TASK:
Reproduce the portion of the passage on McDonald's that starts with "What McDonald's risks" and continues through "bad things were.".

TEXT PROVIDED:
What McDonald's risks most with the dollar menu is actually a strengthening U.S. economy. When the economy was weak, many people resorted to the company's dollar menu as times were tough. If and when the US economy gets stronger, many won't want to go back to McDonald's since it'll be a painful reminder of how bad things were.
Worries in China
The outlook for China has gotten more negative for restaurant chains with the development of the H7N9 virus. Just recently there were 82 confirmed cases and 17 deaths. As the virus continues to spread in Asia, it could dampen the one bright spot for McDonald's growth. The more the virus spreads the more of an impact it will have on sales for McDonald's in Asia.
Speaking to the concerns and weakness in China has been the turmoil that Yum! Brands (NYSE: YUM)has been undergoing over the past few months. Its KFC China segment reported suppliers overloaded its chicken with chemicals to expedite growth, with no ideas of how long it will take to recover sales at KFC in China.

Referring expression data
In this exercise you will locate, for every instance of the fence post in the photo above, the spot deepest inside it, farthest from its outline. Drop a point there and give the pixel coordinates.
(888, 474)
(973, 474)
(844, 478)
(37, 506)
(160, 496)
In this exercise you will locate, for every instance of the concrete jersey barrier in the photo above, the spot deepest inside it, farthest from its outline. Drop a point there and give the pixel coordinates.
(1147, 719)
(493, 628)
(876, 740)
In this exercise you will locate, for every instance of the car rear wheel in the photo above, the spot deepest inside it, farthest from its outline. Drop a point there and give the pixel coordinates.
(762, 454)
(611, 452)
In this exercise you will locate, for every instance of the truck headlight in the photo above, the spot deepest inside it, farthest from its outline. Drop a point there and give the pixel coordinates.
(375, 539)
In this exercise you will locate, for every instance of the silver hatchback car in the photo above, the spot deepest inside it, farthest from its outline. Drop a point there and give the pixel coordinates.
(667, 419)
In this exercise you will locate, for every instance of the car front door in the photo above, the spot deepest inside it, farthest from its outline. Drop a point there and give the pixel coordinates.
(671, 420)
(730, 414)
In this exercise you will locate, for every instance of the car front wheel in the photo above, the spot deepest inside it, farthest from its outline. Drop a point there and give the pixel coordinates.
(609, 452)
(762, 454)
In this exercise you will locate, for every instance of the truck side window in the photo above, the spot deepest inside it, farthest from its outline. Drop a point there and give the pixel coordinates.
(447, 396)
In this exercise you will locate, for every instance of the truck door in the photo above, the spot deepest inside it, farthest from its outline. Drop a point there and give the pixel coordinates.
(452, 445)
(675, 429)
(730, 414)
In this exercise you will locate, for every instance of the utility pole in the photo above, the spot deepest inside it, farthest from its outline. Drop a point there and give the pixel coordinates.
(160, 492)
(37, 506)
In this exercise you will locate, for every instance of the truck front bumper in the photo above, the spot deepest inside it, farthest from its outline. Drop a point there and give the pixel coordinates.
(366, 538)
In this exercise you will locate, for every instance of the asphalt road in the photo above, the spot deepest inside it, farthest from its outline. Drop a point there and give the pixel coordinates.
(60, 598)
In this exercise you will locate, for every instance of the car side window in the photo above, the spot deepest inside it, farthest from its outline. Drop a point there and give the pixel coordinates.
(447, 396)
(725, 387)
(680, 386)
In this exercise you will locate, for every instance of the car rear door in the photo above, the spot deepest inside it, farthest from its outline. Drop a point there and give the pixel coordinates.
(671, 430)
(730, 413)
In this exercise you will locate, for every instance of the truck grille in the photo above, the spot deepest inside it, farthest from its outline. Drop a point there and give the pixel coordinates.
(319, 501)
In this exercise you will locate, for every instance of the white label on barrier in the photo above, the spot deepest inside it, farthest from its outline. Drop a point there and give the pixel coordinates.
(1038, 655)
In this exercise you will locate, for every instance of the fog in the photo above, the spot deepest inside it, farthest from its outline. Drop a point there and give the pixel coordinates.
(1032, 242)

ANSWER TO THIS PROBLEM:
What McDonald's risks most with the dollar menu is actually a strengthening U.S. economy. When the economy was weak, many people resorted to the company's dollar menu as times were tough. If and when the US economy gets stronger, many won't want to go back to McDonald's since it'll be a painful reminder of how bad things were.